> **Set exercise**:
Please set down, unchanged, only the lines of the entries below that run from the line with "Task: Where can the foal's" up to and including the line with "[[209, 165], [129, 226]]".

## begin Source data

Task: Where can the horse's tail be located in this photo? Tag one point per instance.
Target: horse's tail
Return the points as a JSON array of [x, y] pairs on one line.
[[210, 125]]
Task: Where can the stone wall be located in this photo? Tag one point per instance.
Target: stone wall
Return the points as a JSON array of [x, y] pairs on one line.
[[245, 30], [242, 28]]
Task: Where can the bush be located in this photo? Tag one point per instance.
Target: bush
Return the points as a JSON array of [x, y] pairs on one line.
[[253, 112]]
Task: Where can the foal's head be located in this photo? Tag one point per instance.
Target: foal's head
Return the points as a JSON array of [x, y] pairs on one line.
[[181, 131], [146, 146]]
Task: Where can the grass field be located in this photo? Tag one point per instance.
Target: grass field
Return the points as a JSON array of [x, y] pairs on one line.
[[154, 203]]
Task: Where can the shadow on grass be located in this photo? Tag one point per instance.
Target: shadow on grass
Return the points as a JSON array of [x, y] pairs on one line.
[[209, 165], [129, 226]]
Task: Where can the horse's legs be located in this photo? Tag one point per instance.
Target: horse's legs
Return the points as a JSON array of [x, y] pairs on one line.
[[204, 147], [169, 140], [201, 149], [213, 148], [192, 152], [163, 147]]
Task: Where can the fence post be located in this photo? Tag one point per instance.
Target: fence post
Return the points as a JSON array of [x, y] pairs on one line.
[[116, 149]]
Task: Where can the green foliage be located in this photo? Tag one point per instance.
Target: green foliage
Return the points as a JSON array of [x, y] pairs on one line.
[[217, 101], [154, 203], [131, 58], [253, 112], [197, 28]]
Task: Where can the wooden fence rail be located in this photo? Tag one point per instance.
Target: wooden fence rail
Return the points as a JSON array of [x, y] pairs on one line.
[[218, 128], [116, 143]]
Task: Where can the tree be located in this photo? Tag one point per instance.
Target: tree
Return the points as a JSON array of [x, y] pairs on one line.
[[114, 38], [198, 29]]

## end Source data

> **Output of the exercise**:
Task: Where can the foal's head be located in this photo? Tag one point per instance.
Target: foal's head
Return the points as a JSON array of [x, y] pairs on one line.
[[181, 131], [146, 146]]
Task: Where can the grass field be located in this photo? Tag one point per instance.
Target: grass field
Return the points as a JSON array of [x, y] pairs on one line.
[[154, 203]]
Task: Where can the shadow on grass be located in this photo? Tag one point per instance.
Target: shadow on grass
Return the points as a JSON array of [x, y] pairs on one line.
[[209, 165], [129, 226]]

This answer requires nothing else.